- **DOCUMENT PASSAGE**:
=-=-=

I thought smoking was harmful to your lungs and second hand was just as bad. So much outrage about tobacco… not so much about pot smoke. Double standard.

Avoid the drugs and thugs in Mason City, vote Foster and Jaszewski for city council

Wow!! 7 posts on this story and 4 are from loquacious bodacious. The question I want to see answered is why is bodie the toadie lib such a proponent of marijuana??

Bodie is brain dead from all the pot she smoked as a teacher. This is why kids today think there is nothing wrong with getting drugged out. We have people like Bodie teaching them to be criminals.

If I taught them anything, it would be to never listen to people who don’t know what they are talking about and to question authority at all points.

So you taught them not listen to you?

If I would have taught you, you would have failed because you never learned to think for yourself. Lemming.

You are the failure, both to yourself and the poor children you were supposed to teach.

Mr. Attorney General Sessions is a hold out from a bygone era. The points of views have rapidly changed on the so called ‘devil weed’.In Colorado the revenue from pot sales benefit the schools much like gambling does in Iowa. That the wealthy elite have easy access to pharmaceuticals is a given due the sham in costs. Marijuana does have many medical benefits…like relief from pain. Does it make you stupid..yes in the short term. But so does staring at a hand held cell phone oblivious to the world around you. A good rule of thumb is that mother nature won’t sickened you but man made synthetics will. As for this 28% potency in pot..turns people into zombies. So if you don’t smoke pot and don’t own a cell phone your winning! lol

Also, have you read any of the statistics that are being generated out of Colorado since they legalized dope sales.

The THC content in marijuana has tripled. There is no law regulating potency.

As a result 50% of the babies born in Pueblo, Colorado are born addicted to marijuana.

Where did you come up with those statistics? I have seen a number of statistics out of Colorado showing how the industry has created jobs, tax money and lessened the load on law enforcement. Yes, there are some issues that are still concerning and they are being studied, but nothing like you stated.

And, by the way, marijuana isn’t physically addicting.

=-=-=

- **LISTED ENTRIES**:
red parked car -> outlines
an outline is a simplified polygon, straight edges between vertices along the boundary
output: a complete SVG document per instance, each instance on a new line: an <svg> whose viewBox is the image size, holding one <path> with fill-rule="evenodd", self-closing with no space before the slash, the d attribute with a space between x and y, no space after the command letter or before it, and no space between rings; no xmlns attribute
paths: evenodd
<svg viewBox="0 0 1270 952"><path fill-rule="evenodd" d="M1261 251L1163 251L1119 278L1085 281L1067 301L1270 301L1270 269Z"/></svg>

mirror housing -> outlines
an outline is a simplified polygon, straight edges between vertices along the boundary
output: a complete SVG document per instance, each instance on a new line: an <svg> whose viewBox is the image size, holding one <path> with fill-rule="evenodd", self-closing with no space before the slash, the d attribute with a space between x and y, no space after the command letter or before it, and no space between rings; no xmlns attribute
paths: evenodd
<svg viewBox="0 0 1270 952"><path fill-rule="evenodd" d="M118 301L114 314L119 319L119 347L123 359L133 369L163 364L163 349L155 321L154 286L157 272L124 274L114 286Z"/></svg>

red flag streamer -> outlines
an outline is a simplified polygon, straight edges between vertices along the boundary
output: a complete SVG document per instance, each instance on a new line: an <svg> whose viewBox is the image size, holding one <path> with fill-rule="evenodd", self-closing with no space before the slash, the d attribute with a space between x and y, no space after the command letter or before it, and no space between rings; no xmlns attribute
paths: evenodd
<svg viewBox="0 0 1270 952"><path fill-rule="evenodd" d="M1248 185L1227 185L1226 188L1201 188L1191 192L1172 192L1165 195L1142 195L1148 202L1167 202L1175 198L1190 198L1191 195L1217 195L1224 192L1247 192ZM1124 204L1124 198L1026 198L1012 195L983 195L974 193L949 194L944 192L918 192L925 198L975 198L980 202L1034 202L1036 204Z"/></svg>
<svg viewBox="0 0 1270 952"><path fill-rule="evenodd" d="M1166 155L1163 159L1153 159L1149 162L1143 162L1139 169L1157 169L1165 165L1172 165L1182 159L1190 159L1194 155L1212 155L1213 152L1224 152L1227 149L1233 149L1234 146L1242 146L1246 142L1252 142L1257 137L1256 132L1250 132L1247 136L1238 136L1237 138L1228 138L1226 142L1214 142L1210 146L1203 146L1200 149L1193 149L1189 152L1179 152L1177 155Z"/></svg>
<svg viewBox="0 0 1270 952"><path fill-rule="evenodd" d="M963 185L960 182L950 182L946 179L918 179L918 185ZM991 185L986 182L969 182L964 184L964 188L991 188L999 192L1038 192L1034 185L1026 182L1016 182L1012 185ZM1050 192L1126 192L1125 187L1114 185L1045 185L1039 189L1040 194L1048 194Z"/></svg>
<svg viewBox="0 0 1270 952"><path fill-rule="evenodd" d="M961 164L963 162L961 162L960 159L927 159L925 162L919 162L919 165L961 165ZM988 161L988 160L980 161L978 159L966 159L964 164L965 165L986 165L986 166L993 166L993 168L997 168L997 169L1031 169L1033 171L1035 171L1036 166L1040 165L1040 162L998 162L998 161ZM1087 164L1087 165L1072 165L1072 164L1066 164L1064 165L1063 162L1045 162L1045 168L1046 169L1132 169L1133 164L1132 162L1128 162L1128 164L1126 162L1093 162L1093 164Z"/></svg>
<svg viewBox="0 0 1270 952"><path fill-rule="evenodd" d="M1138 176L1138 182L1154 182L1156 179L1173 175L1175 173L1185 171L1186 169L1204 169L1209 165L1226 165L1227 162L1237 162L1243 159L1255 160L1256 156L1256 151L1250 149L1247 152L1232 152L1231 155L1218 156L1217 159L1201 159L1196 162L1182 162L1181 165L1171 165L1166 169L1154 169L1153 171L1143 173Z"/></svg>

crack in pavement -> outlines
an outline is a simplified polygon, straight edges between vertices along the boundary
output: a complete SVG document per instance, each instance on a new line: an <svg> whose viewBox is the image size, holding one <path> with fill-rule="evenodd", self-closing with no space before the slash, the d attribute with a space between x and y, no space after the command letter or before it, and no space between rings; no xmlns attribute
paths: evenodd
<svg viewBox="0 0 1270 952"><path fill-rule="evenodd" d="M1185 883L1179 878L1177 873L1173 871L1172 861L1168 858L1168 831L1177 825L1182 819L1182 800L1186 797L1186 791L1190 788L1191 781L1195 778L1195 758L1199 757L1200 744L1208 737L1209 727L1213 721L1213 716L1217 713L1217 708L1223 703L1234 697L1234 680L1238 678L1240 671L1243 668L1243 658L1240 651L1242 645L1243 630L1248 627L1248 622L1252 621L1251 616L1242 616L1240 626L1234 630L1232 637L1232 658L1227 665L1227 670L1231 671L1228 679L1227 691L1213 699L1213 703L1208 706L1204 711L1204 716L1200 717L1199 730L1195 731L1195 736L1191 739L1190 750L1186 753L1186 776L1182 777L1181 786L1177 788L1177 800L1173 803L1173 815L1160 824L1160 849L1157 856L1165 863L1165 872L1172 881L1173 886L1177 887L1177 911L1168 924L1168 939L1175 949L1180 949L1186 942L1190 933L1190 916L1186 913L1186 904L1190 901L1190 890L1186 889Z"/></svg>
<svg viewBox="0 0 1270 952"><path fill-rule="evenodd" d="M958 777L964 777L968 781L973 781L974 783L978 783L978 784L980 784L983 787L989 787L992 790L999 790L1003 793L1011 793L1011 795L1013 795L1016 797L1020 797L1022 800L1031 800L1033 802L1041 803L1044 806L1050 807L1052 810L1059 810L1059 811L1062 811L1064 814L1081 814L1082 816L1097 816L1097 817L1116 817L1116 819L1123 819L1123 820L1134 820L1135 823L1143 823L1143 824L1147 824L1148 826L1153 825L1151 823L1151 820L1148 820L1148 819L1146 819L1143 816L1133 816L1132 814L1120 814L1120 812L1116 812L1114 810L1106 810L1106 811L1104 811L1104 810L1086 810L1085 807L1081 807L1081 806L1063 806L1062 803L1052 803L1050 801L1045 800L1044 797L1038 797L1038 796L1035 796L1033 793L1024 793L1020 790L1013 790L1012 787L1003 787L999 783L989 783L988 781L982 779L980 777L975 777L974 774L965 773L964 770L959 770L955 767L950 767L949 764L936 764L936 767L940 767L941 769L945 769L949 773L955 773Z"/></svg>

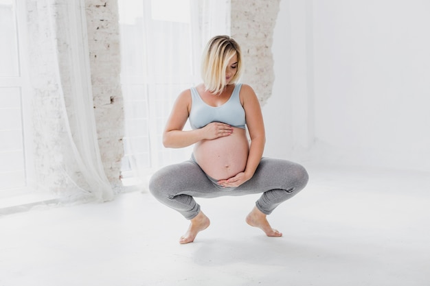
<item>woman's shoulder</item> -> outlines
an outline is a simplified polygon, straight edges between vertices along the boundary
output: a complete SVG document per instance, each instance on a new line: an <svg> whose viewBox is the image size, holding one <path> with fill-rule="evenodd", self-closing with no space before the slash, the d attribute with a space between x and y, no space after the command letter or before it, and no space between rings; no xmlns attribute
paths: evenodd
<svg viewBox="0 0 430 286"><path fill-rule="evenodd" d="M247 84L240 84L240 92L239 93L239 96L240 98L246 98L248 97L254 97L256 95L256 93L254 92L253 88L249 85Z"/></svg>

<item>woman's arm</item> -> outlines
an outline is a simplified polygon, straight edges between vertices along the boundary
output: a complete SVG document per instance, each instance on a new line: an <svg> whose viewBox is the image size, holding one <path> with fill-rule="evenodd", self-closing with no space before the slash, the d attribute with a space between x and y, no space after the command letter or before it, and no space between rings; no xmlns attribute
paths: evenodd
<svg viewBox="0 0 430 286"><path fill-rule="evenodd" d="M181 93L177 99L163 132L163 145L170 148L182 148L201 140L212 140L229 136L233 128L228 124L214 122L194 130L183 131L191 110L190 89Z"/></svg>
<svg viewBox="0 0 430 286"><path fill-rule="evenodd" d="M261 107L256 93L248 85L242 85L242 88L244 89L243 108L251 139L249 154L244 172L247 180L249 180L253 176L263 156L266 133Z"/></svg>

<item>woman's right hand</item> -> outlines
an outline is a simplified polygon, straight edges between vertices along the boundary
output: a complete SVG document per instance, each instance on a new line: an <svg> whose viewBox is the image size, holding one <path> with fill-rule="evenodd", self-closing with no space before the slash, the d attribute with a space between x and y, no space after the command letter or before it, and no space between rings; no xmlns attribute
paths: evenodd
<svg viewBox="0 0 430 286"><path fill-rule="evenodd" d="M202 130L207 140L230 136L233 133L233 128L231 126L221 122L212 122L202 128Z"/></svg>

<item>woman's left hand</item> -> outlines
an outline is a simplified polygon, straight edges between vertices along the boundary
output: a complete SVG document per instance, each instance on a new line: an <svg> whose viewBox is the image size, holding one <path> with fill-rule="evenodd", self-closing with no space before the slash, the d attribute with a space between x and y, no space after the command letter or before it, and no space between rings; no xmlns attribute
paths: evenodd
<svg viewBox="0 0 430 286"><path fill-rule="evenodd" d="M234 177L231 177L229 179L218 180L218 184L225 188L231 188L239 187L249 179L250 178L247 178L245 172L240 172Z"/></svg>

=-=-=

- **EXERCISE SET**:
1. Reproduce the marijuana comment thread starting with "Wow!! 7 posts" and going on through "at all points.".
2. In the marijuana comment thread, what does the revenue from pot sales in Colorado benefit?
3. Pick up the marijuana comment thread after its final line and continue it.

- **ANSWERS BELOW**:
1.
Wow!! 7 posts on this story and 4 are from loquacious bodacious. The question I want to see answered is why is bodie the toadie lib such a proponent of marijuana??

Bodie is brain dead from all the pot she smoked as a teacher. This is why kids today think there is nothing wrong with getting drugged out. We have people like Bodie teaching them to be criminals.

If I taught them anything, it would be to never listen to people who don’t know what they are talking about and to question authority at all points.

2. The schools.

3.
I also did some checking on your ‘facts’. The statistics used were for a 1 month period, 5 of 11 babies born that month had THC in their system. Less than 50% and nothing about addiction. If you happen to be in a room where marijuana is being smoked, your blood would also show signs of THC. Fear mongering isn’t going to win you any supporters. Oh wait, I forget about the current administration.

You must have been smoking some yourself before you made this statement. You have no idea what you are talking about. Your statement is almost laughable.

Sessions is right to suggest that opioid addiction is crippling this nation and that much needs to be done to combat it. For once I agree with him except in his ‘just say no’ approach. Nancy Reagan coined that phrase and thought it would help this country eliminate the problems that drugs cause in this country. That didn’t work too well then and it certainly is not going to work today. We need to find ways to counter big pharma’s profits. They are the ones responsible for our opioid crisis. Read up on when opioids became the go-to drug and the most profitable drug big pharma has. They encouraged prescriptions and they lobbied to pass regulations that did nothing to stop this. When you go to a doctor and are prescribed an opioid, have you ever wondered why they prescribe 60 or 90 when you don’t really need that many? Ask your pharmacist.

I’m in agreement with all your posts.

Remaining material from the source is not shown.